■ Texto proporcionado ■
Salimos de las calles de Tánger sin haber aterrizado todavía el espíritu en África y nos dirigimos hacia Méknes. Durante las más de cuatro horas de trayecto hacia el centro de Marruecos, estuvimos cercados por un verde andaluz, por los páramos castellanos y por una hilera de árboles muertos a ambos lados de la carretera. El país crece, prospera, y hay que comerse el aire para dejar hueco al asfalto.
Recuerdo estar de copiloto, grabando todo lo que me caía en el ojo, cuando abrí la ventana para ver a qué olía este país. Y no olí nada, salvo la mala combustión de un Tuc Tuc que teníamos frente al coche. Daba bandazos. Y fijé la cámara en aquella escena entre la sorna de nuestro conductor, que dudaba, no sin razón, sobre el rigor para consumir alcohol en Marruecos.
Es ahí cuando me encontré con el primer Otro en el otro. Apoyado sobre bolsas y leños. Mirándome. Atravesando la luna del coche, mi objetivo, carnes, huesos y órganos.
Y lo primero que me dijo el Otro en el otro es “¿Qué haces? ¿Quién eres? ¿Yo soy cómo tú? ¿Tú eres cómo yo? ¡Olvídate de mí!”.
Nadie que despierte admiración puede aportar una conclusión seria con un solo vistazo; por mucha arena y polvo que haya tragado. Jamás deberían fiarse de quien extraiga juicios universales sobre la vida y sus miserias a 2000 kilómetros de nuestras fronteras -entre dunas y piedras- apoyando sus impresiones con datos de Wikipedia. Poco valor deben dar al relato si el personaje que les narra la presente aventura se tiene más guiado por intuiciones que por certezas.

■ Ejercicio propuesto ■
Transcribe sin cambios la parte del relato del viaje a Méknes que empieza con "Es ahí cuando" y continúa hasta "huesos y órganos.". Las líneas no intervienen en este ejercicio.

Registros del conjunto de anotaciones de puntos
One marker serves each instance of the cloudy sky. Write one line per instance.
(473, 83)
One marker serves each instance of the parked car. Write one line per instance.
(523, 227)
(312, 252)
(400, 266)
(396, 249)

■ Respuesta completa ■
Es ahí cuando me encontré con el primer Otro en el otro. Apoyado sobre bolsas y leños. Mirándome. Atravesando la luna del coche, mi objetivo, carnes, huesos y órganos.